▶ _THE TASK_:
Can you reproduce all the lines below, requests included, with each pixel coordinate in the answers scaled by 0.8 and rounded to a whole number (halves round up)? Leave the pictures out.

▶ _EXCERPTED RECORDS_:
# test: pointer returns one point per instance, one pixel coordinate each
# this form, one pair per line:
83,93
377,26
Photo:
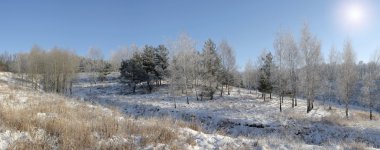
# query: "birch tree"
348,74
184,70
211,66
331,74
310,48
228,63
371,76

▶ _ANSWER TO THE TASK_:
# test: pointer returns one point per instance, one pixel coordinate each
# this form, one pair per line:
83,93
377,26
Photo:
# query: "birch tree"
278,59
147,56
169,53
265,59
248,38
182,50
297,61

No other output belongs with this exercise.